_EXERCISE AIM:_ Quote the entire listing below verbatim, line for line.

_RECORD SET:_
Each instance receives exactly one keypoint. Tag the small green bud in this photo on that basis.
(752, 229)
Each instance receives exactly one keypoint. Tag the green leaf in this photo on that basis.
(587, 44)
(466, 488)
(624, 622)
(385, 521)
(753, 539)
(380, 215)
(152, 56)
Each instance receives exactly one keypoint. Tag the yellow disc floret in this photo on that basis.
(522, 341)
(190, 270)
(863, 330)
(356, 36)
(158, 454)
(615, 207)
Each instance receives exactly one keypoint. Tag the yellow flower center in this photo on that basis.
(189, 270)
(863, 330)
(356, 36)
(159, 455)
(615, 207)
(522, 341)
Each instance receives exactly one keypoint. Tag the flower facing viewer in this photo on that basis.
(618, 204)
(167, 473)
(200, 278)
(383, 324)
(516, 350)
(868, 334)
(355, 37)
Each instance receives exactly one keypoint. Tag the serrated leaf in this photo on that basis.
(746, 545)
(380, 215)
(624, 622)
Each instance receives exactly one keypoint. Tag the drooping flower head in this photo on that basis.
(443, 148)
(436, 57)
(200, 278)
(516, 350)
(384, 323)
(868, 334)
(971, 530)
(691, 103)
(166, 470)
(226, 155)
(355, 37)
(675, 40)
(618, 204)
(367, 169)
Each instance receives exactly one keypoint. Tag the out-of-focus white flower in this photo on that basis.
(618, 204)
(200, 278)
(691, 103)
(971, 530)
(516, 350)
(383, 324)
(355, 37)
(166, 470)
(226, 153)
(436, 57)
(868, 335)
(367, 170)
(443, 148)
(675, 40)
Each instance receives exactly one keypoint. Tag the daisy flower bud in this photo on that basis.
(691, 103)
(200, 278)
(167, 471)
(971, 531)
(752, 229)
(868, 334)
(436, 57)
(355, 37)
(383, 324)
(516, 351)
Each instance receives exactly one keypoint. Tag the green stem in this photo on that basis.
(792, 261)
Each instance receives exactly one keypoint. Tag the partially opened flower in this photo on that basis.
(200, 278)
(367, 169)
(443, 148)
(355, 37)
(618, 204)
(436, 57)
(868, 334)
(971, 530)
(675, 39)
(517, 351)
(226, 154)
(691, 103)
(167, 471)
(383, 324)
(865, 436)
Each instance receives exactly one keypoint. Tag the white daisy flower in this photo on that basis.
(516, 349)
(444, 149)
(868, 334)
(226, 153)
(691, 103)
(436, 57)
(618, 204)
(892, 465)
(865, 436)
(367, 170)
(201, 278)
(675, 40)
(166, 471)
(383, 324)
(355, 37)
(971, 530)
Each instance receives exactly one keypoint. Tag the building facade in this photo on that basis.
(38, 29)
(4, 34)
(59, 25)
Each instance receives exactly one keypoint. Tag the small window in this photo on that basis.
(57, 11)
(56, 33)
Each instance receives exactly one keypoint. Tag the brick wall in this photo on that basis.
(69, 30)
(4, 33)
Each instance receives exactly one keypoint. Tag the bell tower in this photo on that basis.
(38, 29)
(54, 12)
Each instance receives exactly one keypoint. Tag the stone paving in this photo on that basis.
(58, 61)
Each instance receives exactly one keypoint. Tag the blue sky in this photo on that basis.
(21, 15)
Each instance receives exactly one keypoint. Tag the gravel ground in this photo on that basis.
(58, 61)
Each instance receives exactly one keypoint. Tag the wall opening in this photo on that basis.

_OUTPUT OF THE TASK:_
Each instance receives exactly one keypoint. Tag the small green bud in this photo on that basis.
(752, 229)
Each instance receives exactly one keypoint. Tag the green leaf in this photo on that basis.
(587, 44)
(466, 488)
(624, 622)
(385, 521)
(753, 539)
(380, 215)
(152, 56)
Each instance receives exactly one keypoint. Tag the yellow disc floret in this photo on that basis.
(522, 341)
(190, 270)
(863, 330)
(356, 36)
(158, 454)
(615, 207)
Each instance receives exactly one keypoint. Tag the yellow flower center in this photo on that basis.
(189, 270)
(863, 330)
(356, 36)
(159, 455)
(615, 207)
(522, 341)
Each instance receives exactly one keypoint. Tag the flower facing viewer in this photo on that basis.
(618, 204)
(167, 473)
(200, 278)
(383, 324)
(516, 350)
(868, 334)
(355, 37)
Each instance receives exactly one keypoint. Tag the serrated leaf in this photo on that basis.
(746, 545)
(380, 215)
(624, 622)
Each instance receives exactly one keypoint. Tag the drooping flower head in this photo on that basis.
(443, 148)
(436, 57)
(200, 278)
(516, 350)
(384, 323)
(868, 334)
(971, 530)
(691, 103)
(166, 470)
(226, 155)
(355, 37)
(675, 40)
(618, 204)
(367, 169)
Each instance receives exactly one keypoint. Tag the out-of-focus white flower in this photo on that basis.
(618, 204)
(200, 278)
(691, 103)
(971, 530)
(516, 350)
(383, 324)
(355, 37)
(166, 470)
(226, 153)
(436, 57)
(868, 335)
(367, 170)
(443, 148)
(675, 40)
Each instance receives exactly one keypoint. Tag the daisy flower bud in this photo on that basis.
(691, 103)
(200, 278)
(167, 471)
(971, 531)
(752, 229)
(868, 334)
(436, 57)
(355, 37)
(383, 324)
(516, 351)
Each instance receives exactly one keypoint. Tag the green stem in this photo on that basis.
(792, 261)
Each instance receives exactly one keypoint. Tag the partially opened flower in this photo on that basis.
(200, 278)
(367, 169)
(443, 148)
(355, 37)
(618, 204)
(436, 57)
(868, 334)
(971, 530)
(675, 39)
(517, 351)
(226, 154)
(691, 103)
(167, 471)
(383, 324)
(865, 436)
Each instance receives exactly one keypoint. Tag the white daisy flower in this photo on that basis.
(516, 349)
(444, 149)
(868, 334)
(226, 153)
(691, 103)
(436, 57)
(618, 204)
(892, 465)
(865, 436)
(367, 170)
(201, 278)
(675, 40)
(166, 471)
(383, 324)
(355, 37)
(971, 530)
Each instance receives exactly one keypoint. Tag the building facade in this photo on that basis.
(38, 29)
(4, 34)
(59, 25)
Each instance receives exactly one keypoint. Tag the small window in this photo on that basis.
(57, 11)
(56, 33)
Each instance receives exactly one keypoint. Tag the brick wall in this photo on that basis.
(69, 30)
(4, 33)
Each instance receives exactly one keypoint. Tag the bell tower in this photo on that basis.
(38, 29)
(54, 12)
Each instance receives exactly one keypoint. Tag the stone paving in this photo on that basis.
(58, 61)
Each instance receives exactly one keypoint. Tag the blue sky in this photo on that basis.
(21, 15)
Each instance receives exactly one keypoint. Tag the gravel ground in this photo on that basis.
(58, 61)
Each instance receives exactly one keypoint. Tag the wall opening in this photo on that basis.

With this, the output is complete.